Your task
Please count how many lines of the data include the word "brown". Give only that number in reply.

Records excerpted from a collection
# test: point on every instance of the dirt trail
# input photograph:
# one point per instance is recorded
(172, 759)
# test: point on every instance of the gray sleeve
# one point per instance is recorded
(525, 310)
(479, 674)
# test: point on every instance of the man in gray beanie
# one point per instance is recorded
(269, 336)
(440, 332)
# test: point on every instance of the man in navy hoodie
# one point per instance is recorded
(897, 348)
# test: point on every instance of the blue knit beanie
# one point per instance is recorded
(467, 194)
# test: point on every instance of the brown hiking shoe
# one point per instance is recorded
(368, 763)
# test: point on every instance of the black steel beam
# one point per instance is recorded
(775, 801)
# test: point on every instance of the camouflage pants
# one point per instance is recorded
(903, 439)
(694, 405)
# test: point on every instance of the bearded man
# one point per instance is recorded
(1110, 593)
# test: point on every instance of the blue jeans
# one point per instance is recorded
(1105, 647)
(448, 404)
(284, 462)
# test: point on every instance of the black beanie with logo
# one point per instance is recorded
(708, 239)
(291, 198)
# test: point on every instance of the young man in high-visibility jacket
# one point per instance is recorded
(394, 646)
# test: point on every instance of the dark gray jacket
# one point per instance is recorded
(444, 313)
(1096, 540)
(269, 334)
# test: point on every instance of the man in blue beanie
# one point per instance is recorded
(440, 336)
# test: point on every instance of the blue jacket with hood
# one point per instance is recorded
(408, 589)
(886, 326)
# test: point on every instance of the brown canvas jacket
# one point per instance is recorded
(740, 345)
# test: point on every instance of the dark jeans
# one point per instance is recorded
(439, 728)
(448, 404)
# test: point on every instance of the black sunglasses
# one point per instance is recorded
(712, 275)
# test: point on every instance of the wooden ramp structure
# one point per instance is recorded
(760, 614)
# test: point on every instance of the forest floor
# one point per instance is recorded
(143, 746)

Exercise answer
2